Location identification entries
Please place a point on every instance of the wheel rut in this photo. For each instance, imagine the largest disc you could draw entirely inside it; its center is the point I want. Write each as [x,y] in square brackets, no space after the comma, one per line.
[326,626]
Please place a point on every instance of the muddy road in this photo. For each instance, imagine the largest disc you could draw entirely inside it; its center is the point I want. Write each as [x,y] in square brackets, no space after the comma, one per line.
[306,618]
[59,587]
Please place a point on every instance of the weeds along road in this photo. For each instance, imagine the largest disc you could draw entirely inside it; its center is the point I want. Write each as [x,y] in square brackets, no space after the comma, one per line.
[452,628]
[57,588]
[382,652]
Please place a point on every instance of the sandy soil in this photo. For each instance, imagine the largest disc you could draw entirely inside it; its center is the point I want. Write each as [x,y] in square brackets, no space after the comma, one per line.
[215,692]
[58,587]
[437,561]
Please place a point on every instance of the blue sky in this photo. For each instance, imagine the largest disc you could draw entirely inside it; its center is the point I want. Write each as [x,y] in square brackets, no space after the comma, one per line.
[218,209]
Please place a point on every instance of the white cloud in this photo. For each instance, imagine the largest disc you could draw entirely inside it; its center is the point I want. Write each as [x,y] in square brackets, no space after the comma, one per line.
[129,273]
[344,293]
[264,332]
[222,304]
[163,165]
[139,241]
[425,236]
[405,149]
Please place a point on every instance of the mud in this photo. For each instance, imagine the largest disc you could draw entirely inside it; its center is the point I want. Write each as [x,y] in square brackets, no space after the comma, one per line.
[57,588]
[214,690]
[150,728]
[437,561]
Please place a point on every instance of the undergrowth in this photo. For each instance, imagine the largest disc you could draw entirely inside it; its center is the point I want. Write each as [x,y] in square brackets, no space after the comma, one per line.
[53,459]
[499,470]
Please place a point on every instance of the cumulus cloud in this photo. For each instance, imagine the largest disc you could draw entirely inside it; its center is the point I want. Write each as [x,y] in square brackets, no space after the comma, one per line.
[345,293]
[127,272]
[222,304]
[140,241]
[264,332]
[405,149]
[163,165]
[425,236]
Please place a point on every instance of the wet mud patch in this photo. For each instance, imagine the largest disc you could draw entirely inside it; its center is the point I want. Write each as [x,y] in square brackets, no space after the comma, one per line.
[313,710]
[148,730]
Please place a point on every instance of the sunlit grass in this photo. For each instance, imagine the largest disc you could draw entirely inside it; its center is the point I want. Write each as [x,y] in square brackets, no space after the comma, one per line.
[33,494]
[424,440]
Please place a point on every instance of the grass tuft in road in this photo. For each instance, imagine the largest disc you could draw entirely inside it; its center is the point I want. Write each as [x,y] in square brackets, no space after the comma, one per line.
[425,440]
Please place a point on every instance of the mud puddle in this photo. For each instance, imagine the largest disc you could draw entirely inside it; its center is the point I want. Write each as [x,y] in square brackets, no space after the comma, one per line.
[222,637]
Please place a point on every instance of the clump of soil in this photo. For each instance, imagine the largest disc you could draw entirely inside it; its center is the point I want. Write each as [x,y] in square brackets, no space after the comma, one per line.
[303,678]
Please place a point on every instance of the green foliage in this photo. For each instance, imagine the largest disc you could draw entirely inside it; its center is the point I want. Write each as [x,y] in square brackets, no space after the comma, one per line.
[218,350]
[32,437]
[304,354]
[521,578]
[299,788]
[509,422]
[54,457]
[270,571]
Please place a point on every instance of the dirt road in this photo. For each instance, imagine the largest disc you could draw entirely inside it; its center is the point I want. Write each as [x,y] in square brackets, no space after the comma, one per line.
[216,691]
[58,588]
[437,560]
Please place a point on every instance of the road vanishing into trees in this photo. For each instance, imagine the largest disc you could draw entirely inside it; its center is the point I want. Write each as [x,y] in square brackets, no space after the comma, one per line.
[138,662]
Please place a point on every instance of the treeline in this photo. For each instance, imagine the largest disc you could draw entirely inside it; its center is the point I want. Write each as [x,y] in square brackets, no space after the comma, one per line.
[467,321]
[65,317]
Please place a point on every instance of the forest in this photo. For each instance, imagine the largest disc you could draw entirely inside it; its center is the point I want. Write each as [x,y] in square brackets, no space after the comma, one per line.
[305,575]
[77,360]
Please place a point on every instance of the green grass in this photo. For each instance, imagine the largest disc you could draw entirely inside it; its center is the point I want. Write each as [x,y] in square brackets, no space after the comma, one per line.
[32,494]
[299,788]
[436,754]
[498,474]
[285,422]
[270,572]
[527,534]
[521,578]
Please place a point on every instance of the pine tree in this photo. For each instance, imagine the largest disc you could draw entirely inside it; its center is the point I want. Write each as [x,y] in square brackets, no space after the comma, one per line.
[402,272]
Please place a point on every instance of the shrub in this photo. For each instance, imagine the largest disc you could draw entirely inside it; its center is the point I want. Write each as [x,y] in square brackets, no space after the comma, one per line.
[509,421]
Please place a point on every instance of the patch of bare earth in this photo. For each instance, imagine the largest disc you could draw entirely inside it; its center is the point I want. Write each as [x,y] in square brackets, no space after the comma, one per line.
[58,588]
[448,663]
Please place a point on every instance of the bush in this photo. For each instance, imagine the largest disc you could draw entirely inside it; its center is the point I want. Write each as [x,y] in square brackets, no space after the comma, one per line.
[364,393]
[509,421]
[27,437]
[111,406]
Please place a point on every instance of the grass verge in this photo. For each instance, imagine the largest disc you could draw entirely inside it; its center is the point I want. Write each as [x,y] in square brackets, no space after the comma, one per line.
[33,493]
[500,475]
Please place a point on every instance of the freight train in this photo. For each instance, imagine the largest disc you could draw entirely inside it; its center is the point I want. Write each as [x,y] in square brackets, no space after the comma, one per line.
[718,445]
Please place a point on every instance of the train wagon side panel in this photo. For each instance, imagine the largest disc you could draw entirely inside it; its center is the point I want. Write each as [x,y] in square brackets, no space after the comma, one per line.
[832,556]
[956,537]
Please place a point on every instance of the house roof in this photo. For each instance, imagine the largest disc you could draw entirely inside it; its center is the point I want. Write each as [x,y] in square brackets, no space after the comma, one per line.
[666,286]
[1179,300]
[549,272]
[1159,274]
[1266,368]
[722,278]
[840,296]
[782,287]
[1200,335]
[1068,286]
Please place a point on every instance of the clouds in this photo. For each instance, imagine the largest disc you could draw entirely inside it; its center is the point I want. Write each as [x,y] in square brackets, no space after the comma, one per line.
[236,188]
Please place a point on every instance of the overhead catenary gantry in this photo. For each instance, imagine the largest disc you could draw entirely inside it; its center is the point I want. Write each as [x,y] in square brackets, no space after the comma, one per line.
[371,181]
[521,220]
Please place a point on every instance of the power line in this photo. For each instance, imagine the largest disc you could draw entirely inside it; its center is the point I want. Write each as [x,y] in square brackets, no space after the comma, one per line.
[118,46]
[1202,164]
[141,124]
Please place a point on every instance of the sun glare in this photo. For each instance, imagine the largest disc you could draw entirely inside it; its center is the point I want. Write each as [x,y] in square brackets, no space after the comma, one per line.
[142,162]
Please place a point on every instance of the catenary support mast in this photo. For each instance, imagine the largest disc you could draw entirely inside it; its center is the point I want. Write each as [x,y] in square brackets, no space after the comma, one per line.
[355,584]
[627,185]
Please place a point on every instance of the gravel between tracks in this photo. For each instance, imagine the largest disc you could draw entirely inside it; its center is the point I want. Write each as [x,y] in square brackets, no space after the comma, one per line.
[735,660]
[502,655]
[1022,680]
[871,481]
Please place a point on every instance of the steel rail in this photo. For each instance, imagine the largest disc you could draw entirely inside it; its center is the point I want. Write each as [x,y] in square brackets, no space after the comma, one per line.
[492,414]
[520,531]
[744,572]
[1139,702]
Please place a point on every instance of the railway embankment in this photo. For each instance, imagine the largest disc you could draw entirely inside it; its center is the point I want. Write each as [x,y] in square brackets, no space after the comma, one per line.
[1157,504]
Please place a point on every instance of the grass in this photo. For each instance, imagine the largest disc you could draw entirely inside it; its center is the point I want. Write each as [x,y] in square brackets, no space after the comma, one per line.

# [STATED EXERCISE]
Repeat exactly the lines above from the line that contains "Please place a point on every instance of the gravel" through the end. Include both of these ends; leave out everything else.

# [RESULT OF THIS TASK]
Please place a point on every instance of the gravel between tracks in this photo. For each instance, imagine the largest disc you could draw entirely inside it; its center is the point I want. Write each as [x,y] in square brackets, no space after the comma, one per line.
[735,660]
[502,655]
[1022,680]
[871,481]
Please place a point on every instance of the steel rail in this photo. For each instance, imagine the largest disc you could draw entirely inside it; its center is the point I want. Write each as [x,y] in square brackets, no space after the comma, one per line.
[492,414]
[520,531]
[744,572]
[1139,702]
Please place a point on every instance of the railway embankment in this photo. For each instance, imagine the largest disc you could draw entirely inside it; its center is the point I want. Write each as [x,y] in square brackets, no space after the comma, one per line.
[1157,504]
Please place a point on every instance of the grass in this photo. For each instance, imagine the largest disc you could draw entirely inside it; its center is the point I want. Write each as [x,y] in square brackets, no space after the comma, one per line.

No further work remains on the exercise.